_Data shown_
************

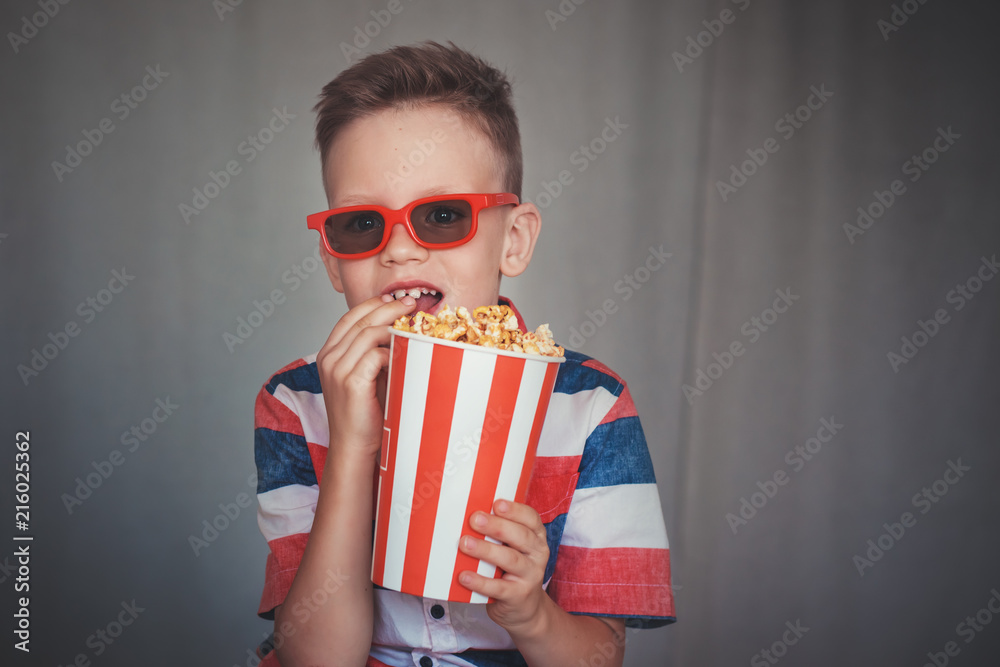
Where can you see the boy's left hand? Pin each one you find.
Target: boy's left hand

************

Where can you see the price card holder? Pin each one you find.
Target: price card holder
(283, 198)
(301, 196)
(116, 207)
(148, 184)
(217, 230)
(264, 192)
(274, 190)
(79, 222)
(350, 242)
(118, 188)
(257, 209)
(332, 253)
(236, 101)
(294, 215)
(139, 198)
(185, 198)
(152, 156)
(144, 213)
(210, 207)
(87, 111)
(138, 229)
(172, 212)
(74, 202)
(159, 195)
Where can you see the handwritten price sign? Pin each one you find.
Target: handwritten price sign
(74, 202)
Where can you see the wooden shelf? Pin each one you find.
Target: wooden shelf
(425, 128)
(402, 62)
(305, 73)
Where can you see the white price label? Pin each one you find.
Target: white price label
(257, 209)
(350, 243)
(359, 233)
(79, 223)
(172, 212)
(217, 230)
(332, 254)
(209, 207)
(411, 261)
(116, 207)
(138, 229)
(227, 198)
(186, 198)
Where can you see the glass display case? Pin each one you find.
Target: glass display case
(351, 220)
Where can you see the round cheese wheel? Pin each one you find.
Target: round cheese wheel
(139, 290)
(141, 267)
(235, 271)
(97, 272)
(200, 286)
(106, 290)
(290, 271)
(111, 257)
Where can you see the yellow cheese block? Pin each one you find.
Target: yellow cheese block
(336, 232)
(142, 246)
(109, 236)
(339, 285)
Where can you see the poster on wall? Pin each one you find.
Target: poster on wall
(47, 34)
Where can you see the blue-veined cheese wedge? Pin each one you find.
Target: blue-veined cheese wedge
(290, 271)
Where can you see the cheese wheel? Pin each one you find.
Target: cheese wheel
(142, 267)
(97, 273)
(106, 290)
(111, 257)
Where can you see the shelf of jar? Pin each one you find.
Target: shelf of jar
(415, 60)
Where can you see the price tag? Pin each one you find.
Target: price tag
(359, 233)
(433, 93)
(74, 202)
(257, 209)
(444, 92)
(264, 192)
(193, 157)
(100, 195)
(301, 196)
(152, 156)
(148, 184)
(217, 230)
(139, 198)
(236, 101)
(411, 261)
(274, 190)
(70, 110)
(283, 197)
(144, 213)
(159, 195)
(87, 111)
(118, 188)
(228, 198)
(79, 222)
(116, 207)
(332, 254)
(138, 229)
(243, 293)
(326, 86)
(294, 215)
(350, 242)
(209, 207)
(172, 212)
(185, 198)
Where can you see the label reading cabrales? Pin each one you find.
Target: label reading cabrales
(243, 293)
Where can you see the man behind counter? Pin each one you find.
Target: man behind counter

************

_Assignment_
Set down only the lines above that fall between the line holding "Target: round cheese wheel" and the line holding "Target: man behind counter", inclusive, keeping each exact.

_Completed task_
Target: round cheese wheel
(139, 290)
(141, 267)
(235, 271)
(97, 272)
(200, 286)
(106, 290)
(290, 271)
(111, 257)
Where can you see the yellow cheese block? Pin each one you find.
Target: yellow cheese block
(336, 232)
(142, 246)
(109, 236)
(339, 285)
Where can you see the poster on wall? Pin each one you find.
Target: poster on wall
(47, 34)
Where can you see the blue-veined cheese wedge? Pin each one you find.
Target: blue-veined cheese wedge
(290, 271)
Where can you see the cheese wheel? Pin each one you find.
Target: cheese wheel
(142, 267)
(97, 273)
(106, 290)
(111, 257)
Where can you see the shelf of jar? Pin each one you find.
Target: shelf of jar
(415, 60)
Where can you see the price tag? Pin each one you find.
Target: price tag
(359, 233)
(433, 93)
(74, 202)
(257, 209)
(444, 92)
(264, 192)
(193, 157)
(100, 195)
(301, 196)
(152, 156)
(148, 184)
(217, 230)
(139, 198)
(236, 101)
(411, 261)
(274, 190)
(70, 110)
(283, 197)
(144, 213)
(159, 195)
(87, 111)
(118, 188)
(228, 198)
(79, 222)
(116, 207)
(332, 254)
(138, 229)
(243, 293)
(326, 86)
(294, 215)
(350, 242)
(209, 207)
(172, 212)
(185, 198)
Where can you see the label reading cabrales? Pin each one you find.
Target: label reading cabrales
(243, 293)
Where can you see the man behind counter? Pin each one you find.
Target: man behind counter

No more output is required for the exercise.